Records from a dataset

+++

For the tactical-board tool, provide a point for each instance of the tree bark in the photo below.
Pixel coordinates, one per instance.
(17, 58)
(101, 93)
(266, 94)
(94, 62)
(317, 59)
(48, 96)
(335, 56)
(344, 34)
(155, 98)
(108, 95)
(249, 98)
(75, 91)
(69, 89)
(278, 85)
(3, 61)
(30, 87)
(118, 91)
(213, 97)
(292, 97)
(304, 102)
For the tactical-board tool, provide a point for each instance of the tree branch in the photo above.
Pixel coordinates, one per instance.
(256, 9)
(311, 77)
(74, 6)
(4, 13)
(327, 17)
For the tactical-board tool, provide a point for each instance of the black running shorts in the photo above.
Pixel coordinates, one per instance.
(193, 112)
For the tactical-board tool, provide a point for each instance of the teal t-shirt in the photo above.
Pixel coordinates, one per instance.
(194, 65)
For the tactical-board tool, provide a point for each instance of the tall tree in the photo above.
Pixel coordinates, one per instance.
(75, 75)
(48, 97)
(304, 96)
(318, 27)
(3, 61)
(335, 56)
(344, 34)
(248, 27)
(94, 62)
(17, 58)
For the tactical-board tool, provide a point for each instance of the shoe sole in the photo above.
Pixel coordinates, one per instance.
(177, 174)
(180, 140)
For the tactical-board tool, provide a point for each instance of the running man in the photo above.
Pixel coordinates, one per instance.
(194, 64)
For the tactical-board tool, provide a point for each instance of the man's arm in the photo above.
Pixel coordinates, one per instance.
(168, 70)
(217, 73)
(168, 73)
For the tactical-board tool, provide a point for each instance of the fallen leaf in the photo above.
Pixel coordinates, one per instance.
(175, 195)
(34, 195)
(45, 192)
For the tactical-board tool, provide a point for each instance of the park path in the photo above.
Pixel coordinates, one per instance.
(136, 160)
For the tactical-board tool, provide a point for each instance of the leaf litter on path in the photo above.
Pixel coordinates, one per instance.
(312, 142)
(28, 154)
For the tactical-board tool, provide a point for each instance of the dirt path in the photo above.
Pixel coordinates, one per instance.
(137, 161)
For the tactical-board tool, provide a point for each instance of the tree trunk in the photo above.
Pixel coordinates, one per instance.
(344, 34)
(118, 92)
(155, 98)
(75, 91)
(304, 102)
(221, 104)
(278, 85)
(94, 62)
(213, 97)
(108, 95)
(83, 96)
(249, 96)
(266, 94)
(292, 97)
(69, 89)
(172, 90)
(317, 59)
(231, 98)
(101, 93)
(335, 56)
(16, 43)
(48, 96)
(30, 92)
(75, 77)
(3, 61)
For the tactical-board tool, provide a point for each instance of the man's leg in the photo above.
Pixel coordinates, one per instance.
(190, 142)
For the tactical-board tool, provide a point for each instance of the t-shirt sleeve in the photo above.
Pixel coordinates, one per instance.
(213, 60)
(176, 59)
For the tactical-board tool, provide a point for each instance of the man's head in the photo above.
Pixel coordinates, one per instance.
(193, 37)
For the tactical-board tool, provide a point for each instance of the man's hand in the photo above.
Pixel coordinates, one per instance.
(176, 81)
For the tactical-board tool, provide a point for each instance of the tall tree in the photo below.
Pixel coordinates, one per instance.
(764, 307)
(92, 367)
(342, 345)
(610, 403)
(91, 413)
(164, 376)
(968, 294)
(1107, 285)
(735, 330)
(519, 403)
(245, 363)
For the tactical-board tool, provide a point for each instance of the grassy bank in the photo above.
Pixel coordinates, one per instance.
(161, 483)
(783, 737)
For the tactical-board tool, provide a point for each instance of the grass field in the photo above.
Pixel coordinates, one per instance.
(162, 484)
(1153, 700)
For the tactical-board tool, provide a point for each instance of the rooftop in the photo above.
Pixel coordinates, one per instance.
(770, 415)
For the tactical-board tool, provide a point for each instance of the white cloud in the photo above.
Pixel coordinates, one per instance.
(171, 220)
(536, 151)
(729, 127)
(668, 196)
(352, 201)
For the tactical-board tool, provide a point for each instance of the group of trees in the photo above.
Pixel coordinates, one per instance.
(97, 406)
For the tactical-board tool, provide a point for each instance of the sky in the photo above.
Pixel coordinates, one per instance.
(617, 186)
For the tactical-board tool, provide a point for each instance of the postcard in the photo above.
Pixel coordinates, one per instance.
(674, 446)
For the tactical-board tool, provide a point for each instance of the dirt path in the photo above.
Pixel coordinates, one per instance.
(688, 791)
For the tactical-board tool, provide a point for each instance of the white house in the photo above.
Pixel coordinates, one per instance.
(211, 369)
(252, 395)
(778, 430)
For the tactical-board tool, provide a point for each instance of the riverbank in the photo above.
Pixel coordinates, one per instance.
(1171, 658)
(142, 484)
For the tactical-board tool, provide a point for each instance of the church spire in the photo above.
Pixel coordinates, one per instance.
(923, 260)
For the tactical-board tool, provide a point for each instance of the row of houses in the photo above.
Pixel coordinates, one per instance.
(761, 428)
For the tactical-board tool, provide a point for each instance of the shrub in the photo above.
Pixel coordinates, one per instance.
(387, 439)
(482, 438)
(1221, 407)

+++

## [YOUR INSTRUCTIONS]
Using only the data above, copy out the lines that include the word "white".

## [FINISHED TASK]
For the tactical-board tool, provide a point for each instance of the white cloud in the photo above.
For the tactical-board tool, provide a point for each instance of the white house in the photo above.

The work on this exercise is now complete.